___ TESTO ESTRATTO ___

Due ragazze due strade. Lo stesso bisogno di cura
Due quindicenni, sole e incinte, trovano in ospedale due percorsi diversi. Entrambe però sono seguite dalla cura del personale sanitario del Cuamm, che è accanto a loro.

Due ragazze di quindici anni, due storie parallele ma estremamente diverse tra loro. È il racconto che ci offre Elisabetta, appena rientrata da un anno di servizio civile insieme a Medici con l’Africa Cuamm a Pujehun, in Sierra Leone. Un anno intenso, ricco di sacrifici, di gioie, di scoperta di sé e dell’altro e impossibile da sintetizzare in una chiacchierata. Ma di fronte alla domanda: «Quali sono le storie che più ti sono rimaste impresse?» non ha dubbi.
Due volti, due nomi, Amie e Kadija. Stessa età, stessa situazione: una gravidanza, vissuta senza accompagnamento. A differire molto però, sembra essere la fiducia verso il futuro che le attende.
«Amie è arrivata in ospedale e ha partorito un bimbo prematuro – racconta Elisabetta –. Nonostante le molte difficoltà, il personale sanitario è riuscito a farlo sopravvivere. Ma non è bastato a rincuorare la mamma: durante tutto il suo ricovero non sono mai riuscita a vederla felice, contenta. Faceva molta fatica ad aprirsi, ho provato ad entrare in contatto con lei più a fondo, a capire cosa pensasse, ma non ce l’ho mai fatta. È una storia che mi rimarrà impressa per sempre, perché a un certo punto lei ha deciso di andarsene, con il bambino. Non sappiamo bene perché. Forse c’è stata della pressione da parte della famiglia, per ridurre il costo dell’ospedale».
Elisabetta ricorda il giorno della sua scelta, forse non del tutto libera. Ricorda la stanza dov’era Amie, e una marea di persone a circondarla, a darle pareri diversi. Al centro, lei. 15 anni forse sono pochi per portare il peso delle sorti di tuo figlio.
«I medici erano fermamente contrari alle dimissioni, perché il bambino era troppo piccolo, aveva pochissime possibilità di sopravvivere, ma lei comunque l’ha portato via. Non saprò mai veramente perché, cosa abbia pensato. Mi sono chiesta quanto possa essere difficile, per una ragazzina della sua età, prendere una decisione del genere. Io a malapena riuscivo a decidere che film vedere la sera, lei ha dovuto scegliere se andarsene o meno con un bambino di un chilo e mezzo tra le braccia».

___

* [OBIETTIVO DEL COMPITO]:
Stabilisci se ciascuna affermazione concorda con il testo estratto riportato sopra. Rispondi sì o no e cita le parole del testo che lo decidono.
(a) Elisabetta ha svolto un anno di servizio civile a Pujehun, in Sierra Leone.
(b) I medici erano favorevoli alle dimissioni di Amie e del bambino.
(c) Il bambino che Amie ha portato via pesava due chili.

___ MATERIALE MOSTRATO ___

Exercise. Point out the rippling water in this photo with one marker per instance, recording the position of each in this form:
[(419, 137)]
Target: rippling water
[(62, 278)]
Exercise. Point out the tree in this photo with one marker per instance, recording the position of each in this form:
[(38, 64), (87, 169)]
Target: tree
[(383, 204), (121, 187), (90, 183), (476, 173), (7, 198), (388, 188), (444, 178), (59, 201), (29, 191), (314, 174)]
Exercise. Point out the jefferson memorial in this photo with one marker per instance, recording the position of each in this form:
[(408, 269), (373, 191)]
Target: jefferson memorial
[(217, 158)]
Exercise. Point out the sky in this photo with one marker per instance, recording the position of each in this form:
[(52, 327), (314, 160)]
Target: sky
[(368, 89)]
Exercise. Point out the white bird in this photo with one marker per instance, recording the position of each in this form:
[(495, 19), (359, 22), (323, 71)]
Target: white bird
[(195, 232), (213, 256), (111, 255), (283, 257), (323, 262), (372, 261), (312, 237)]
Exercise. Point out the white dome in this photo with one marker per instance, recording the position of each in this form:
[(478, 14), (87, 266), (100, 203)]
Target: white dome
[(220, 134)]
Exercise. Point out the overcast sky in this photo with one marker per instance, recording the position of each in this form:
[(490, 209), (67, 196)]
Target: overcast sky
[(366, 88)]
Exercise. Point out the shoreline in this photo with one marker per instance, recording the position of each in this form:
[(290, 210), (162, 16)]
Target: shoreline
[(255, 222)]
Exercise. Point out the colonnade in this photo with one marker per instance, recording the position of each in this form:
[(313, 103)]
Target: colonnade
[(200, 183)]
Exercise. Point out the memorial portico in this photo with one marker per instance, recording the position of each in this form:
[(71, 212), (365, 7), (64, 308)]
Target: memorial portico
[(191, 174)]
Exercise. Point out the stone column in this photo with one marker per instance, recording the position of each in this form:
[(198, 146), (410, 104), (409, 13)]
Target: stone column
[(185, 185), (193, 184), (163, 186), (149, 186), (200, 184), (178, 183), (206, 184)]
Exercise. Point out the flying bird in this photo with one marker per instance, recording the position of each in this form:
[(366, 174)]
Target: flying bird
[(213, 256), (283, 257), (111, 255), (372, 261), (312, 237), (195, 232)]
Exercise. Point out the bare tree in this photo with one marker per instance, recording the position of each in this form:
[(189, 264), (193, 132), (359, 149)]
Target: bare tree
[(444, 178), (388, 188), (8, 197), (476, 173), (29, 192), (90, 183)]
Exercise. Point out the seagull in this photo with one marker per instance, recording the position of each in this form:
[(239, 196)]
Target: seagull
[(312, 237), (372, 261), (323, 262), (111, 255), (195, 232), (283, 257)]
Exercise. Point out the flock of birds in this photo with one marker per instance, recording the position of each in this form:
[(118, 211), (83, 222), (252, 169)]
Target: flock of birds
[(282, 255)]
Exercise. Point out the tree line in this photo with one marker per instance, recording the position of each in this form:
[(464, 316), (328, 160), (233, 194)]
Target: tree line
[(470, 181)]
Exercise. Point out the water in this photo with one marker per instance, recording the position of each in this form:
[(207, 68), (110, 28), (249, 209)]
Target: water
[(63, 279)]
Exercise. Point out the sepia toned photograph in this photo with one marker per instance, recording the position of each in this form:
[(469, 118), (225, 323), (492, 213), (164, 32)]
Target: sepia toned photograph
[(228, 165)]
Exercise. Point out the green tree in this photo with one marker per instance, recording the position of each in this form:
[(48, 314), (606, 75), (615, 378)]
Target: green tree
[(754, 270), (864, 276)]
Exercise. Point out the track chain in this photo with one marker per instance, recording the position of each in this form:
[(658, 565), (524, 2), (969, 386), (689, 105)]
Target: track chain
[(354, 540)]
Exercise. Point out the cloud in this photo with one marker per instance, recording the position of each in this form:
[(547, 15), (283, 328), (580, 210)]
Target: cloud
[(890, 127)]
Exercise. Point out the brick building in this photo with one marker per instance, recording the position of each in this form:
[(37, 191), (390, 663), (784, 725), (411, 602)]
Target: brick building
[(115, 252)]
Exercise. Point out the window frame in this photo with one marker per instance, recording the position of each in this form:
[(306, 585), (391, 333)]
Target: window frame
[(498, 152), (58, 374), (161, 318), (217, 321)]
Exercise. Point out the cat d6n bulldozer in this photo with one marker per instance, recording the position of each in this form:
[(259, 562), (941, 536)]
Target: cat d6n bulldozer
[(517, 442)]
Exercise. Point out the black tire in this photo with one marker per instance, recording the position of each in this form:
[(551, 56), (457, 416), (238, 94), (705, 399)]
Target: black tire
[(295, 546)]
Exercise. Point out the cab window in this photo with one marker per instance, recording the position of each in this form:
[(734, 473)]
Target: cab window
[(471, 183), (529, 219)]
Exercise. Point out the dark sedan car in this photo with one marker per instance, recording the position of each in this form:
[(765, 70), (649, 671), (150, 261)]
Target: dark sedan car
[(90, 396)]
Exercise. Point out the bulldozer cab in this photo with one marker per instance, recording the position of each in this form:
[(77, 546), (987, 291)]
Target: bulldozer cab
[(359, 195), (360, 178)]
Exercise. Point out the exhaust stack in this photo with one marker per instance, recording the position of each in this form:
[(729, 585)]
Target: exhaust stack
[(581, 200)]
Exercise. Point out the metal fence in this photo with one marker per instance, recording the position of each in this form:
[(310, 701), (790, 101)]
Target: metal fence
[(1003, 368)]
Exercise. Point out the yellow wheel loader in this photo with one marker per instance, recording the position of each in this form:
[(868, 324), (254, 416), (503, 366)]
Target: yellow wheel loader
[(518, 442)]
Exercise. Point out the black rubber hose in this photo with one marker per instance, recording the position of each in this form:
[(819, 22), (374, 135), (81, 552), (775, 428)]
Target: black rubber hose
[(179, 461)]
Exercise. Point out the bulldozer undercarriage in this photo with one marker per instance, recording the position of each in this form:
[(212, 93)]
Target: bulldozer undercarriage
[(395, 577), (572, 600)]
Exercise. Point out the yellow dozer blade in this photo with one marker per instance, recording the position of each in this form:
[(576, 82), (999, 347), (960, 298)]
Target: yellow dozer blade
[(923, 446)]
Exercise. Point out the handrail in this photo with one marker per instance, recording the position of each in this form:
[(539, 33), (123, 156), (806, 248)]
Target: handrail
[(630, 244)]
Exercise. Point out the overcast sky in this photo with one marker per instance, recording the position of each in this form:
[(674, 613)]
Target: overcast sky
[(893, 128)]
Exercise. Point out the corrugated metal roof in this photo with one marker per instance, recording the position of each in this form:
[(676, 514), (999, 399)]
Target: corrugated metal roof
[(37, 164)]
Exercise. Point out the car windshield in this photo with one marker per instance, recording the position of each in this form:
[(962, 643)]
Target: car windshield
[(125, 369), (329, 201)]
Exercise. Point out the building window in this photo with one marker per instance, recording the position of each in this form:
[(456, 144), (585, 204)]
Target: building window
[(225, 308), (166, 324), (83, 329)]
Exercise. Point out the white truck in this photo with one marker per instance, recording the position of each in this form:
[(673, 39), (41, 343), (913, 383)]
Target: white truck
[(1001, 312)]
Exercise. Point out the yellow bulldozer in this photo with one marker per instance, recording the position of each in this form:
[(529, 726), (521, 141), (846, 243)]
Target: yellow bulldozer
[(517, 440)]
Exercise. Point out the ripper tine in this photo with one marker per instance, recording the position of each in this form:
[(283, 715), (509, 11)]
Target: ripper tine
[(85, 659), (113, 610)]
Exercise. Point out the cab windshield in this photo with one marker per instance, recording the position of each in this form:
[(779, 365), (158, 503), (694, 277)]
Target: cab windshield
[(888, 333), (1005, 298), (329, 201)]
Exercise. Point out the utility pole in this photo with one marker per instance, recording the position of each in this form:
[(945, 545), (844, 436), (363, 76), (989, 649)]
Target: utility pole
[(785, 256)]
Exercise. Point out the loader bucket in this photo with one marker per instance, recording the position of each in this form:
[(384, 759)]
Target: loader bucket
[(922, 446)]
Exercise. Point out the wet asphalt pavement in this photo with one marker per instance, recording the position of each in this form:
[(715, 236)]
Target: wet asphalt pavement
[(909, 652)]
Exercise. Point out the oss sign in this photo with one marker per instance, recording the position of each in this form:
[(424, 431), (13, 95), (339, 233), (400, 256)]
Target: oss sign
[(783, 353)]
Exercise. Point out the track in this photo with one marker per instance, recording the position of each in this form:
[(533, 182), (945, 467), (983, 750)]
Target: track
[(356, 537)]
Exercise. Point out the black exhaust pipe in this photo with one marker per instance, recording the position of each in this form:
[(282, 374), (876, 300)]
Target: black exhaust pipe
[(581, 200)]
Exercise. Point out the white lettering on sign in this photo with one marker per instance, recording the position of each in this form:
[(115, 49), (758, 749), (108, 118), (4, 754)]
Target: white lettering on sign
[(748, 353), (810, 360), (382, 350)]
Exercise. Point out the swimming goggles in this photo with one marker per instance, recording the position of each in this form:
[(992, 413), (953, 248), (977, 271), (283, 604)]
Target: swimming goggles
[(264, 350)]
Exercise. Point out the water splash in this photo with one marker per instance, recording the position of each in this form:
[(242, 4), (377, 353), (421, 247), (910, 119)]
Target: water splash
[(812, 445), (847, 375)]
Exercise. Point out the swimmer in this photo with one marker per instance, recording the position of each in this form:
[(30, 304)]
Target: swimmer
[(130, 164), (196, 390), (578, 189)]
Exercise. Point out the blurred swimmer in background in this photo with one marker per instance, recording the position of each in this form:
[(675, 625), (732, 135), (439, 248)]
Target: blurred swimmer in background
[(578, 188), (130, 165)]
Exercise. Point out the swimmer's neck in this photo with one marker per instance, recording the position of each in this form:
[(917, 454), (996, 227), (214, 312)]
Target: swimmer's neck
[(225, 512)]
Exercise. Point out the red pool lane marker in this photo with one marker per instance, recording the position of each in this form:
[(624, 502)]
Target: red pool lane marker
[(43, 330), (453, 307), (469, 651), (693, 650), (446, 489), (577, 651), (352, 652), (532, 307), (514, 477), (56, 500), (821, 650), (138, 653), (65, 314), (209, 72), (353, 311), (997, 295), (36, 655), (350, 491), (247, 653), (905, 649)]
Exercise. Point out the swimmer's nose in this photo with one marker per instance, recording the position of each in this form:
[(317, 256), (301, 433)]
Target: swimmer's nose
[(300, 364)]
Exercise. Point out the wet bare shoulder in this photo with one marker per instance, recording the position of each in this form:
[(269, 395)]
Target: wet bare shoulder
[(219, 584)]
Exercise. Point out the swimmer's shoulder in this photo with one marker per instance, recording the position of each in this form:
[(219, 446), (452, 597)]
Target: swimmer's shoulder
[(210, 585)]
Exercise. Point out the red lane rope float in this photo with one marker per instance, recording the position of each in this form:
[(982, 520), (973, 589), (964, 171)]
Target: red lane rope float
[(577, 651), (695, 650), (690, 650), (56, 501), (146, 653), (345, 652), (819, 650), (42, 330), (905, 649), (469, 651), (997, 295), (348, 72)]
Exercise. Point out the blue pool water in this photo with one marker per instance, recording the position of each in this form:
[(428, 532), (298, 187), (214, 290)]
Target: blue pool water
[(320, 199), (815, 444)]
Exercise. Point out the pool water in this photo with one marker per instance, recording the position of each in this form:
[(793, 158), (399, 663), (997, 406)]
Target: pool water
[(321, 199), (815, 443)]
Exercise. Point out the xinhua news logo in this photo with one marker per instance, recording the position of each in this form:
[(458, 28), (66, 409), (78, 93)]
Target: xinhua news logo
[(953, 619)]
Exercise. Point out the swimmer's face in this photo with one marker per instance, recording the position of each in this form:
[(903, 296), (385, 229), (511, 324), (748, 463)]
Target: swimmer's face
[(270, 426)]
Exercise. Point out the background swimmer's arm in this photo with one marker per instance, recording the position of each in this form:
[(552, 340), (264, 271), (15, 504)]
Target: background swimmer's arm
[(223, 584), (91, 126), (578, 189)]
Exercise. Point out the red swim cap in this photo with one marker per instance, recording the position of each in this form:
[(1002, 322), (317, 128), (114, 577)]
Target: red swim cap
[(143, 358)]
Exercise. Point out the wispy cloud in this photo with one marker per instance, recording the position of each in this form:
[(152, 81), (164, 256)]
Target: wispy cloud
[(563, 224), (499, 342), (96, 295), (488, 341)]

___

* [RISPOSTA AL COMPITO]:
(a) Sì: «appena rientrata da un anno di servizio civile insieme a Medici con l’Africa Cuamm a Pujehun, in Sierra Leone».
(b) No: «I medici erano fermamente contrari alle dimissioni».
(c) No: «con un bambino di un chilo e mezzo tra le braccia».